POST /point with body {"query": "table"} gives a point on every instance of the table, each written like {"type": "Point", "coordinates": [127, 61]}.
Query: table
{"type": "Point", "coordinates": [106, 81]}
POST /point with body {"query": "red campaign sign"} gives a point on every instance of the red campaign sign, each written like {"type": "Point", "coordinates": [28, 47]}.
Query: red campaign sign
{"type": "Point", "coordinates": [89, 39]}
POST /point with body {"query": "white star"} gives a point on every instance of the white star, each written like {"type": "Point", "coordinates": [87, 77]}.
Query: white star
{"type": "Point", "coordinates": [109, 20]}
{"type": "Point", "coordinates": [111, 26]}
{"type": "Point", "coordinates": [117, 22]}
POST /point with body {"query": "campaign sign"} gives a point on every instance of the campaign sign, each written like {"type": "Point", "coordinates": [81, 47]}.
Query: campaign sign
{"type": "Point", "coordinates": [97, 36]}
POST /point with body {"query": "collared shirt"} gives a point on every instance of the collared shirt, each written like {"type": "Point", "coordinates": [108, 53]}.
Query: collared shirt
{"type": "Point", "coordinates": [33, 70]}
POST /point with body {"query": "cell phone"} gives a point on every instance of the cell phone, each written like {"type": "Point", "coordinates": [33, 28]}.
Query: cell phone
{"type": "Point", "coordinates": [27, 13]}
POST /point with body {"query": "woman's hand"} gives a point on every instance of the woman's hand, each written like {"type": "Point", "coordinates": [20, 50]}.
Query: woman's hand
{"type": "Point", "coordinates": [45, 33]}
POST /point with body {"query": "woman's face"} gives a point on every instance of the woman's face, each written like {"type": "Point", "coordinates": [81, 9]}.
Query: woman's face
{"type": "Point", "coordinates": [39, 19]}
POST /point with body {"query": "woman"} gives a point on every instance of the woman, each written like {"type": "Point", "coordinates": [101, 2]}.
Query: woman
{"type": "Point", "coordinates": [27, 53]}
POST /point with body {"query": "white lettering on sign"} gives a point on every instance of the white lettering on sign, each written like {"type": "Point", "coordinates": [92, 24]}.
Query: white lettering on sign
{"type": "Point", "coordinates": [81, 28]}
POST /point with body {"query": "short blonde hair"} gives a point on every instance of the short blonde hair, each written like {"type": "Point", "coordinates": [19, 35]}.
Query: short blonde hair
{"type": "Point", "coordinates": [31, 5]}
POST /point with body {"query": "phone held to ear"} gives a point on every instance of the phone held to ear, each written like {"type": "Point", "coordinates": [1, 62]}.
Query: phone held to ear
--------
▶ What this task involves:
Could you render every line of the listing above as a numbered list, skipping any blank lines?

▶ Exercise output:
1. POST /point with body {"query": "table"} gives a point on every instance of the table, each written like {"type": "Point", "coordinates": [127, 61]}.
2. Query: table
3. {"type": "Point", "coordinates": [106, 81]}
4. POST /point with body {"query": "red campaign sign"} gives a point on every instance of the red campaign sign, each written like {"type": "Point", "coordinates": [28, 47]}.
5. Query: red campaign sign
6. {"type": "Point", "coordinates": [89, 39]}
7. POST /point with body {"query": "white star"} gives a point on every instance of the white star, each written like {"type": "Point", "coordinates": [87, 77]}.
8. Query: white star
9. {"type": "Point", "coordinates": [109, 20]}
10. {"type": "Point", "coordinates": [111, 26]}
11. {"type": "Point", "coordinates": [117, 22]}
12. POST /point with body {"query": "campaign sign"} gives a point on every instance of the campaign sign, each written like {"type": "Point", "coordinates": [81, 47]}.
13. Query: campaign sign
14. {"type": "Point", "coordinates": [97, 36]}
15. POST /point with body {"query": "collared shirt"} gives a point on every instance of the collared shirt, each written like {"type": "Point", "coordinates": [108, 53]}.
16. Query: collared shirt
17. {"type": "Point", "coordinates": [33, 70]}
18. POST /point with body {"query": "cell phone"} gives a point on every instance of the cell phone, each written like {"type": "Point", "coordinates": [33, 28]}.
19. Query: cell phone
20. {"type": "Point", "coordinates": [27, 13]}
21. POST /point with body {"query": "woman's hand"} gives a point on every instance of the woman's hand, each written like {"type": "Point", "coordinates": [20, 50]}.
22. Query: woman's hand
23. {"type": "Point", "coordinates": [45, 33]}
24. POST /point with body {"query": "woman's face"} gives a point on every instance of the woman's face, each written like {"type": "Point", "coordinates": [81, 9]}.
25. Query: woman's face
26. {"type": "Point", "coordinates": [39, 19]}
27. POST /point with body {"query": "woman"} gives a point on every instance of the woman, each written like {"type": "Point", "coordinates": [101, 2]}.
28. Query: woman
29. {"type": "Point", "coordinates": [27, 53]}
30. POST /point with body {"query": "white lettering on sign"} gives a point on every instance of the white lettering on sign, each written like {"type": "Point", "coordinates": [92, 24]}.
31. Query: white lettering on sign
32. {"type": "Point", "coordinates": [81, 28]}
33. POST /point with body {"query": "short blonde hair"} gives a point on every instance of the short blonde hair, each written like {"type": "Point", "coordinates": [19, 35]}.
34. Query: short blonde hair
35. {"type": "Point", "coordinates": [31, 5]}
36. POST /point with body {"query": "phone held to ear"} gives a point on every instance of the phone held to ear, each written like {"type": "Point", "coordinates": [1, 62]}.
37. Query: phone held to ear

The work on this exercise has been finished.